→ Task goal: Please quote all of the data below verbatim, keeping every line unchanged.

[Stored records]
━━━
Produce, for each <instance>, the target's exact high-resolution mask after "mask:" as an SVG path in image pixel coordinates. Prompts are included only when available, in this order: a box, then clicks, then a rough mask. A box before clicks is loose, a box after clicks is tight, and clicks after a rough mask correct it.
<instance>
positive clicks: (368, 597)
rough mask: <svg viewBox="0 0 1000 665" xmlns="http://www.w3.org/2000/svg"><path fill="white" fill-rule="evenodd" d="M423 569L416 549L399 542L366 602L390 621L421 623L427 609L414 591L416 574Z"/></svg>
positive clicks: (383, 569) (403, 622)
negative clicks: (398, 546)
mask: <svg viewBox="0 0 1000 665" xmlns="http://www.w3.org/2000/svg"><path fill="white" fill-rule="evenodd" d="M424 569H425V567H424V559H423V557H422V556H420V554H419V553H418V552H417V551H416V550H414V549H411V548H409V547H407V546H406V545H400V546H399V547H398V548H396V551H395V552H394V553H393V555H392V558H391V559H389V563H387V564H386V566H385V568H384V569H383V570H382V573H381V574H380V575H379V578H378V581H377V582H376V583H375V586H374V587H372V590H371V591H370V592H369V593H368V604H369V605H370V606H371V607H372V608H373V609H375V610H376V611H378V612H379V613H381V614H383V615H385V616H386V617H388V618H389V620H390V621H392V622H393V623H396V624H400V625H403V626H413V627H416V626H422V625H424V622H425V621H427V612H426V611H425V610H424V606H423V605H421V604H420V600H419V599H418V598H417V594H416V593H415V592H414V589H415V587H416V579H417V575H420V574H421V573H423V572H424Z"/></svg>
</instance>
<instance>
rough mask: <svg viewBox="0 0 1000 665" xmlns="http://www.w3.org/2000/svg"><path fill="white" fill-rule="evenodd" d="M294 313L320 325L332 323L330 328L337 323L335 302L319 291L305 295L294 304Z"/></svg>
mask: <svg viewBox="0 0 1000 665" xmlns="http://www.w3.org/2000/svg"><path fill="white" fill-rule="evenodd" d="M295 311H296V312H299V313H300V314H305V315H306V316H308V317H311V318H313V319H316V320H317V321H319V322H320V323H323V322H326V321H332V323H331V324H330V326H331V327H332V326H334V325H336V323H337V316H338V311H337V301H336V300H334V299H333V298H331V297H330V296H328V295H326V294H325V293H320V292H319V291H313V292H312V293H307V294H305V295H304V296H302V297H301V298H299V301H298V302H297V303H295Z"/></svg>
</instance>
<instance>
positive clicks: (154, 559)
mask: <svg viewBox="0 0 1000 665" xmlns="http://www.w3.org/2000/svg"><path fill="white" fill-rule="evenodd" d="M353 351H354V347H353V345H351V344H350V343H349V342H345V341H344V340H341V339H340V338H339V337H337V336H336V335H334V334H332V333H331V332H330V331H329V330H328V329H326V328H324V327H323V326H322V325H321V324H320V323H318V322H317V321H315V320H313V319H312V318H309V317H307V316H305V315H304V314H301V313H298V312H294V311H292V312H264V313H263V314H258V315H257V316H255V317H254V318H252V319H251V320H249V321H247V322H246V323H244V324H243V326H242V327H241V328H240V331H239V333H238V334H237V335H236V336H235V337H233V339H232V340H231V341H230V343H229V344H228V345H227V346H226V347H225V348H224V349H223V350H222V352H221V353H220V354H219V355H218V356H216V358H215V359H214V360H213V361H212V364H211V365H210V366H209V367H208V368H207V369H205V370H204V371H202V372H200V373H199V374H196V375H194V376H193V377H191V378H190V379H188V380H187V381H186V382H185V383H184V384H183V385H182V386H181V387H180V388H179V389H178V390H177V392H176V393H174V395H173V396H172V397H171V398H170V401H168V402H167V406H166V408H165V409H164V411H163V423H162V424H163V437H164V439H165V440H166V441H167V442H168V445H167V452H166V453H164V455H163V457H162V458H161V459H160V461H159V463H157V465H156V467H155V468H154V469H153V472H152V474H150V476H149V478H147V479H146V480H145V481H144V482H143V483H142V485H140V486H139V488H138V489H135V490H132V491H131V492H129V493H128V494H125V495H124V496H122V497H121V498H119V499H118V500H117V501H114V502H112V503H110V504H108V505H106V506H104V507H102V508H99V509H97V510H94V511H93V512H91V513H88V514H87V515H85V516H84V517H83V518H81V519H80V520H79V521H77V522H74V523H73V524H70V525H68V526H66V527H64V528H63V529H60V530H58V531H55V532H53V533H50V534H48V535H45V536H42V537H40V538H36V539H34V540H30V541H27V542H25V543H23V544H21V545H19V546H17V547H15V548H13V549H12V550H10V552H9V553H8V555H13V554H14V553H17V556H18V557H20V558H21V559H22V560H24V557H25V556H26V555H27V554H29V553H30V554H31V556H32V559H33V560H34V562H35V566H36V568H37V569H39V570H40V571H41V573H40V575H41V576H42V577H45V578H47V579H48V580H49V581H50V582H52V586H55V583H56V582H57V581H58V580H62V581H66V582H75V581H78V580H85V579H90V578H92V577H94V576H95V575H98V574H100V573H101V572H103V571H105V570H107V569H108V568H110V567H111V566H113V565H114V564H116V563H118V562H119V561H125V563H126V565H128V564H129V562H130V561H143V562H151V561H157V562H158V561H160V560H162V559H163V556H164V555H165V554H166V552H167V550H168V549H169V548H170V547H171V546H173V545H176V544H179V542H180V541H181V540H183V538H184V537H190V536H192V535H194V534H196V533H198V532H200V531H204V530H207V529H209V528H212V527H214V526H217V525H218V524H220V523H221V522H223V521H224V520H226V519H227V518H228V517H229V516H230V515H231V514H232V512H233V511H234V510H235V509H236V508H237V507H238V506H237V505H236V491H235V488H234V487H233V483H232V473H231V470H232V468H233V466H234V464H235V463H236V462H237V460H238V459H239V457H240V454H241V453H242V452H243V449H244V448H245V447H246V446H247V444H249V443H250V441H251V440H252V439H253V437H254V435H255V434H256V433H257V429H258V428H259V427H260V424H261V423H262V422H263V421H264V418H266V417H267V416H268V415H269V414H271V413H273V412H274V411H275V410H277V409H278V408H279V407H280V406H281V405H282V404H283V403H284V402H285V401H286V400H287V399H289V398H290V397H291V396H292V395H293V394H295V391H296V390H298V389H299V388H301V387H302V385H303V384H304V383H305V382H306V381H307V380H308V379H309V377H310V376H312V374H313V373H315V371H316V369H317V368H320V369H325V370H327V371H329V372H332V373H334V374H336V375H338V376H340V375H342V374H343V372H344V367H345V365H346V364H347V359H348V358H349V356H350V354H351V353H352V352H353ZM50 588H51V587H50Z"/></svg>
━━━
→ Reply to the task:
Produce, for each <instance>, the target's exact high-resolution mask after "mask:" as an SVG path in image pixel coordinates. Prompts are included only when available, in this order: a box, then clicks, then a rough mask. A box before clicks is loose, a box after clicks is tight, and clicks after a rough mask correct it.
<instance>
positive clicks: (368, 597)
rough mask: <svg viewBox="0 0 1000 665" xmlns="http://www.w3.org/2000/svg"><path fill="white" fill-rule="evenodd" d="M423 569L416 549L399 542L366 602L390 621L421 623L427 609L414 591L416 574Z"/></svg>
positive clicks: (383, 569) (403, 622)
negative clicks: (398, 546)
mask: <svg viewBox="0 0 1000 665" xmlns="http://www.w3.org/2000/svg"><path fill="white" fill-rule="evenodd" d="M424 569H425V567H424V559H423V557H422V556H420V554H419V553H418V552H417V551H416V550H414V549H411V548H409V547H407V546H406V545H400V546H399V547H398V548H396V551H395V552H394V553H393V555H392V558H391V559H389V563H387V564H386V566H385V568H384V569H383V570H382V573H381V574H380V575H379V578H378V581H377V582H376V583H375V586H374V587H372V590H371V591H370V592H369V593H368V604H369V605H370V606H371V607H372V608H373V609H375V610H376V611H378V612H379V613H381V614H383V615H385V616H386V617H388V618H389V620H390V621H392V622H393V623H396V624H400V625H403V626H413V627H416V626H422V625H424V622H425V621H427V612H426V611H425V610H424V606H423V605H421V604H420V600H419V599H418V598H417V594H416V593H415V592H414V589H415V587H416V579H417V575H420V574H421V573H423V572H424Z"/></svg>
</instance>
<instance>
rough mask: <svg viewBox="0 0 1000 665" xmlns="http://www.w3.org/2000/svg"><path fill="white" fill-rule="evenodd" d="M294 313L320 325L332 323L330 328L337 323L335 302L319 291L305 295L294 304Z"/></svg>
mask: <svg viewBox="0 0 1000 665" xmlns="http://www.w3.org/2000/svg"><path fill="white" fill-rule="evenodd" d="M295 311H296V312H299V313H300V314H305V315H306V316H308V317H311V318H313V319H316V320H317V321H319V322H320V323H323V322H326V321H332V323H331V324H330V326H331V327H332V326H334V325H336V323H337V316H338V311H337V301H336V300H334V299H333V298H331V297H330V296H328V295H326V294H325V293H320V292H319V291H313V292H312V293H307V294H305V295H304V296H302V297H301V298H299V301H298V302H297V303H295Z"/></svg>
</instance>
<instance>
positive clicks: (154, 559)
mask: <svg viewBox="0 0 1000 665" xmlns="http://www.w3.org/2000/svg"><path fill="white" fill-rule="evenodd" d="M353 351H354V347H353V345H351V344H350V343H349V342H345V341H344V340H341V339H340V338H339V337H337V336H336V335H334V334H332V333H331V332H330V331H329V330H328V329H326V328H324V327H323V326H322V325H321V324H320V323H318V322H317V321H315V320H313V319H312V318H309V317H307V316H305V315H304V314H301V313H298V312H294V311H292V312H264V313H263V314H258V315H257V316H255V317H254V318H252V319H251V320H249V321H247V322H246V323H244V324H243V326H242V327H241V328H240V331H239V333H238V334H237V335H236V336H235V337H233V339H232V340H231V341H230V343H229V344H228V345H227V346H226V347H225V348H224V349H223V350H222V352H221V353H220V354H219V355H218V356H216V358H215V359H214V360H213V361H212V364H211V365H210V366H209V367H208V368H207V369H205V370H204V371H202V372H200V373H199V374H196V375H194V376H193V377H191V378H190V379H188V380H187V381H186V382H185V383H184V384H183V385H182V386H181V387H180V388H179V389H178V390H177V392H176V393H174V395H173V396H172V397H171V398H170V401H168V402H167V406H166V408H165V409H164V411H163V423H162V424H163V437H164V439H165V440H166V441H167V442H168V445H167V452H166V453H164V455H163V457H162V458H161V459H160V461H159V463H157V465H156V467H155V468H154V469H153V472H152V474H150V476H149V478H147V479H146V480H145V481H144V482H143V483H142V485H140V486H139V488H138V489H135V490H132V491H131V492H129V493H128V494H125V495H124V496H122V497H121V498H119V499H118V500H117V501H114V502H112V503H110V504H108V505H106V506H104V507H102V508H99V509H97V510H94V511H93V512H91V513H88V514H87V515H85V516H84V517H83V518H81V519H80V520H79V521H77V522H74V523H73V524H70V525H68V526H66V527H64V528H63V529H60V530H58V531H55V532H53V533H50V534H48V535H45V536H42V537H40V538H36V539H34V540H30V541H27V542H25V543H23V544H21V545H19V546H17V547H15V548H13V549H12V550H10V552H9V553H8V555H13V554H14V553H17V556H18V557H20V558H21V559H22V560H24V557H25V556H26V555H27V554H29V553H30V554H31V556H32V559H33V560H34V562H35V566H36V568H37V569H39V570H40V571H41V573H40V575H41V576H42V577H45V578H47V579H48V580H49V581H50V582H52V586H55V583H56V582H57V581H58V580H62V581H66V582H75V581H78V580H85V579H90V578H92V577H94V576H95V575H98V574H100V573H101V572H103V571H105V570H107V569H108V568H110V567H111V566H113V565H114V564H116V563H118V562H119V561H125V563H126V565H128V564H129V562H130V561H143V562H151V561H157V562H158V561H160V560H162V559H163V556H164V555H165V554H166V552H167V550H168V549H169V548H170V547H171V546H173V545H176V544H179V542H180V541H181V540H183V538H184V537H190V536H192V535H194V534H196V533H198V532H200V531H204V530H207V529H209V528H212V527H214V526H217V525H218V524H220V523H221V522H223V521H224V520H226V519H227V518H228V517H229V516H230V515H231V514H232V512H233V511H234V510H235V509H236V508H237V507H238V506H237V505H236V491H235V488H234V487H233V483H232V473H231V470H232V468H233V466H234V464H235V463H236V462H237V460H238V459H239V457H240V454H241V453H242V452H243V449H244V448H245V447H246V446H247V444H249V443H250V441H251V440H252V439H253V437H254V435H255V434H256V433H257V429H258V428H259V427H260V424H261V423H262V422H263V421H264V418H266V417H267V416H268V415H269V414H271V413H273V412H274V411H275V410H277V409H278V408H279V407H280V406H281V405H282V404H283V403H284V402H285V401H286V400H287V399H289V398H290V397H291V396H292V395H293V394H295V391H296V390H298V389H299V388H301V387H302V385H303V384H304V383H305V382H306V381H307V380H308V379H309V377H310V376H312V374H313V373H315V371H316V369H317V368H320V369H325V370H327V371H329V372H332V373H334V374H336V375H338V376H340V375H342V374H343V372H344V367H345V365H346V364H347V359H348V358H349V356H350V354H351V353H352V352H353ZM50 588H51V587H50Z"/></svg>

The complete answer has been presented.